::: Dataset content :::
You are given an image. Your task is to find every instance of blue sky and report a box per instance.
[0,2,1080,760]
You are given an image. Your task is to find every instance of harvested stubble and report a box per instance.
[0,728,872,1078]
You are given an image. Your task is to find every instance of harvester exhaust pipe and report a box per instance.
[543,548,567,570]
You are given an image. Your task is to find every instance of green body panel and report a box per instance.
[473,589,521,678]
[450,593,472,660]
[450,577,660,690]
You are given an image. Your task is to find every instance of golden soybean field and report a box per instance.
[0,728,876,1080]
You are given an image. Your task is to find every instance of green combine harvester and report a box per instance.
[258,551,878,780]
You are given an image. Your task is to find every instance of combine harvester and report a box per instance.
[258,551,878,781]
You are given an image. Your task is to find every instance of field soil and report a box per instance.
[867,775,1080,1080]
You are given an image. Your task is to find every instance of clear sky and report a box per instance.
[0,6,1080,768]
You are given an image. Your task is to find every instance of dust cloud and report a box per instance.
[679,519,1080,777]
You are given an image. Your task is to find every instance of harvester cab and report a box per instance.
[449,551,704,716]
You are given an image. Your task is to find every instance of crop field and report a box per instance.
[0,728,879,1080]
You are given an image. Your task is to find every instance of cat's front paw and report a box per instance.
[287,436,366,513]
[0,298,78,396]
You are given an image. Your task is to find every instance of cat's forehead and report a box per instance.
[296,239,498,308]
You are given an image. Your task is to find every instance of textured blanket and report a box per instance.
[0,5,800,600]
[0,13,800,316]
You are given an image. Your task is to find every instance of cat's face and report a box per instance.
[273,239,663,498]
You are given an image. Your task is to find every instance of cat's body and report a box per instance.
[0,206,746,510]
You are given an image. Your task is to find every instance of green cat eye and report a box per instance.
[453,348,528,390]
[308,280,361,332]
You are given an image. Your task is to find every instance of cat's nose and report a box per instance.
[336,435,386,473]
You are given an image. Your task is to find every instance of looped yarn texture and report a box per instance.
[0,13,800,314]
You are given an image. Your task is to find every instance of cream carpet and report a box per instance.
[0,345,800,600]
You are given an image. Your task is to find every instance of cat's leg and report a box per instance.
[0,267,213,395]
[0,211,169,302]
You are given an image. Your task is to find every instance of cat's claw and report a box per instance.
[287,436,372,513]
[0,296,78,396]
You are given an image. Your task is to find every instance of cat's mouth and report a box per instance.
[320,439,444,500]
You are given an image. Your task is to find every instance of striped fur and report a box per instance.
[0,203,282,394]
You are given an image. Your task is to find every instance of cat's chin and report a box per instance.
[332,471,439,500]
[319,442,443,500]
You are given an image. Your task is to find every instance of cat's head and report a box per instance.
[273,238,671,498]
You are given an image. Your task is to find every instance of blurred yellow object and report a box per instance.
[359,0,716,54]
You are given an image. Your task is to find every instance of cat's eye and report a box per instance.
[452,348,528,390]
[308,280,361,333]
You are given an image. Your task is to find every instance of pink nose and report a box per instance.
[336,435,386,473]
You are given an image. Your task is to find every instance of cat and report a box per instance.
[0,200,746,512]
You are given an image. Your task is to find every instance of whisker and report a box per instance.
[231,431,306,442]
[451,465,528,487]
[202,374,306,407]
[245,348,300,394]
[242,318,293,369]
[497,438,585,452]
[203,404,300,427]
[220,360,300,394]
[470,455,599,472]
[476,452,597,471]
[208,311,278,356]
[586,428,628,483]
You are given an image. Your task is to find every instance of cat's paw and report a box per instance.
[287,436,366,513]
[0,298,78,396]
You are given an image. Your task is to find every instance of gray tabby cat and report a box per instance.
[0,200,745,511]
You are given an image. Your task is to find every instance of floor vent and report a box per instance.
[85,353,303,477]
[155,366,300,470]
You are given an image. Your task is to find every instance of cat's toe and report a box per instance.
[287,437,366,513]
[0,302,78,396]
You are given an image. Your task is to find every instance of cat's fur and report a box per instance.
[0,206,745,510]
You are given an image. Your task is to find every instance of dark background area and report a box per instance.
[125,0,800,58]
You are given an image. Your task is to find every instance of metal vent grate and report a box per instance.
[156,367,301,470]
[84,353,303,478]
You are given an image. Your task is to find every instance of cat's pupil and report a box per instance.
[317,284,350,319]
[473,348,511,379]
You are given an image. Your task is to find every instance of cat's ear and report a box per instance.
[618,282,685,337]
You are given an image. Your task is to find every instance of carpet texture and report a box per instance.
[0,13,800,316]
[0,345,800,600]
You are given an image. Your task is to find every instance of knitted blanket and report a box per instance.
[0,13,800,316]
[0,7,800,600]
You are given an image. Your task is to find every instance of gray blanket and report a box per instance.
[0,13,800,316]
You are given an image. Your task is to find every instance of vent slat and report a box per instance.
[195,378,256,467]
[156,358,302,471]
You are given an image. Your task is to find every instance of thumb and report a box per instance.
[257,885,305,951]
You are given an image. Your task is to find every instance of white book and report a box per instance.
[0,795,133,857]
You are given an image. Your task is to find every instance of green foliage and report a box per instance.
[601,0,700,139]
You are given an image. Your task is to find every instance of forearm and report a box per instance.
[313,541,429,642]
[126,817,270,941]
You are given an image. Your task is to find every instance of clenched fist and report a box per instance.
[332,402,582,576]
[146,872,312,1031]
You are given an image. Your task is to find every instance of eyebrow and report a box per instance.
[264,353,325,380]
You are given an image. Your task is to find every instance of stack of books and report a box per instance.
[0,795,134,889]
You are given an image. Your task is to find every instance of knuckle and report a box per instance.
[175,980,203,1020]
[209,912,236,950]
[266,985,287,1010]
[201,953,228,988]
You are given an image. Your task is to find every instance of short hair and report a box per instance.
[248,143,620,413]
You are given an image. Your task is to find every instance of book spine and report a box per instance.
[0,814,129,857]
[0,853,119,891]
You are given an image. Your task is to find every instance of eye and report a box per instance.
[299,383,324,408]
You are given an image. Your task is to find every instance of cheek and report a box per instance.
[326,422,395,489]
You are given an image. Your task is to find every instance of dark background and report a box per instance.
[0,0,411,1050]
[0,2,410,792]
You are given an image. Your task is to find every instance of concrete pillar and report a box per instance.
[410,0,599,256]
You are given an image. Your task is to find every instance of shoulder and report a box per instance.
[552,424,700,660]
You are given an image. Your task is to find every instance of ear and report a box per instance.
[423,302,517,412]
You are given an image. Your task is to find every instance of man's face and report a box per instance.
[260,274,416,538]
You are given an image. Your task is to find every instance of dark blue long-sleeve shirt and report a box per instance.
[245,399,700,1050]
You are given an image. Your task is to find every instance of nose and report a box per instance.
:::
_The problem_
Offset the entries above, from the start through the line that contains "[0,728,872,1078]", by adding 75 to every box coordinate. Write those lines out again in full, keeping the wording lines unchanged.

_Task result_
You are given an image. Your task is to find every instance of blue sky and report a box per instance.
[75,77,1155,835]
You are given an image. Your task is to find every instance of harvested stubble and report a box per instance.
[75,803,947,1153]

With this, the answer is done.